MSc in Anthropology and Development Studies
Nijmegen, Netherlands
MSc
DURATION
1 year
LANGUAGES
English
PACE
Full time
APPLICATION DEADLINE
01 Apr 2026*
EARLIEST START DATE
Sep 2026
TUITION FEES
EUR 2,695 / per year **
STUDY FORMAT
On-Campus
* Application deadline with scholarship: 31.01.2026| Final deadline for EU students: 01.07.2026| Deadline for EU students who want to get assistance with housing: 01.05.2026
** Institutional tuition fee EU/EEA: €14,084.00 | For non-EU/EEA students: €18,873.00
Fast-track counseling
By contacting the school, you'll get access to free priority counselling for any study and application questions.
Key Summary
How do bottom-up initiatives of people striving for racial justice, political change or climate change awareness arise and evolve? This Anthropology and Development Master's expands your knowledge and research skills. Let’s contribute to society!
In this Master’s programme you develop your critical, analytical, reflective and academic skills to contribute to society by conducting qualitative research. In the first semester, you choose and design your research project fitting in one of three thematic tracks:
- Decolonising diversity in a polarised world
- Ecological livelihoods and environmental justice
- Grassroots initiatives, development and the state
During three months of fieldwork you will find answers to your questions within your area of interest. Concluding the Master’s programme, you will sum up your findings, not only in the form of an academic thesis, but also as a policy brief or other type of output that you can share with relevant stakeholders to increase your impact.
Something for you?
- You want to open up your horizon as a critical anthropologist and development scientist with a global view.
- You will develop a valuable field research project in line with your personal interest.
- You get the chance to collaborate closely with our expert, and approachable, staff and a diverse group of peers from around the world.
- You want to build a professional (international) network and contribute to present-day academic debate.
- After obtaining your Master's degree you are equipped for a position as a researcher or policy advisor at an established NGO, governmental organisation or company.
- Pursue the possibility of a dual degree with the University of Glasgow.
Thematic tracks
Within this Master's programme, you choose one of three fine-grained urgent thematic tracks. Each track helps you understand and frame not only your research field, but also the world around you. After the first introduction meeting, you choose and enrol for the thematic course that introduces you to the theme. The theory that you study during the thematic course inspires you to come up with a research topic and gives you a solid foundation in relevant academic debates. Your final paper serves as a starting point for your literature review and theoretical framework of your research proposal.

Given task A: List the three thematic tracks in the program description.

Supplied material:
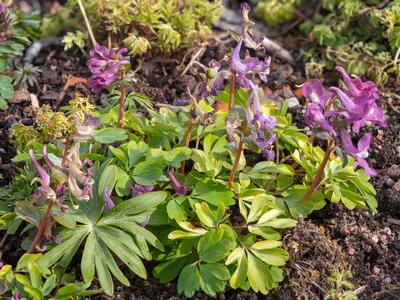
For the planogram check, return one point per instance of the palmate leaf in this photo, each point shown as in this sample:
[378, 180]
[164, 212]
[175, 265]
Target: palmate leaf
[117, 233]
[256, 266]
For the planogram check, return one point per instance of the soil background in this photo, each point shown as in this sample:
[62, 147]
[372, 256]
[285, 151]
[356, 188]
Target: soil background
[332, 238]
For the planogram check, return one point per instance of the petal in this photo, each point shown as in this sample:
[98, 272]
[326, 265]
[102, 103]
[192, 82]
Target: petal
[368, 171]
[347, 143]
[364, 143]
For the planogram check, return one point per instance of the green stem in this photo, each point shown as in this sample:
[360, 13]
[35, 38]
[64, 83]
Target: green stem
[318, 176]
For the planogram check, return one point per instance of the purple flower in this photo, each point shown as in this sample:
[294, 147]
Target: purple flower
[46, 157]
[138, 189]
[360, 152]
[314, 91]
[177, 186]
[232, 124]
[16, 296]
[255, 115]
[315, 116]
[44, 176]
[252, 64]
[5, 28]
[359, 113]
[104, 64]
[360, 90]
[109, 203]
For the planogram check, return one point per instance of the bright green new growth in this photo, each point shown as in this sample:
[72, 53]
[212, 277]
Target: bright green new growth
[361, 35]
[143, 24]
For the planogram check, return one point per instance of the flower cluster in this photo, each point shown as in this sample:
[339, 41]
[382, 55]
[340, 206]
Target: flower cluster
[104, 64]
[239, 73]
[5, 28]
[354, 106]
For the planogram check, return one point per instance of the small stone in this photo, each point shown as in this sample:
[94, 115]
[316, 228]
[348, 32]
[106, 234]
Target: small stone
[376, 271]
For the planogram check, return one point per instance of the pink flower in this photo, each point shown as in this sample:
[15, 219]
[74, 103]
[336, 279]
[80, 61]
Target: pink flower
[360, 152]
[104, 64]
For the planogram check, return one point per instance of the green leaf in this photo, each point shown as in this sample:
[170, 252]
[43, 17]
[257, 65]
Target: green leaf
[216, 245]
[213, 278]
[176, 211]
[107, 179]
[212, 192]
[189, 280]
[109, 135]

Given task B: Update the records in the stretch from the line containing "the green stem" through the end of the records, changing "planogram check" to "shelf audit" and leaving everything else unchanged.

Exercise solution A:
- Decolonising diversity in a polarised world
- Ecological livelihoods and environmental justice
- Grassroots initiatives, development and the state

Exercise solution B:
For the shelf audit, return one point per instance of the green stem in this photo, each point shown as in this sample:
[360, 13]
[35, 38]
[64, 83]
Target: green stem
[318, 176]
For the shelf audit, return one point per instance of the purple flower in this photo, each point shown as in this sample:
[294, 147]
Target: purple flower
[46, 157]
[138, 189]
[360, 152]
[314, 91]
[177, 186]
[232, 124]
[16, 296]
[255, 115]
[315, 116]
[44, 176]
[252, 64]
[5, 28]
[359, 113]
[104, 64]
[360, 90]
[109, 203]
For the shelf audit, return one point per instance of the bright green new growth in this photo, each point shown as in this sample:
[72, 53]
[212, 277]
Target: bright green new growth
[361, 35]
[143, 24]
For the shelf audit, return one point per instance of the flower cluster in this photo, each point shown as in this sample:
[339, 41]
[382, 55]
[340, 206]
Target: flower cluster
[104, 64]
[239, 73]
[5, 28]
[354, 106]
For the shelf audit, return one point per instance of the small stone in this photo, each point shown as in this sample:
[94, 115]
[316, 228]
[348, 32]
[106, 234]
Target: small stone
[376, 271]
For the shelf audit, return one point per instance of the pink flower in this photo, each point shown as in this sample:
[15, 219]
[74, 103]
[336, 279]
[80, 61]
Target: pink flower
[360, 152]
[104, 64]
For the shelf audit, return one point per instance of the green leaf in this photo, each point shown as in this sample:
[170, 252]
[43, 17]
[257, 65]
Target: green leaf
[216, 245]
[213, 278]
[176, 211]
[107, 179]
[212, 192]
[189, 280]
[109, 135]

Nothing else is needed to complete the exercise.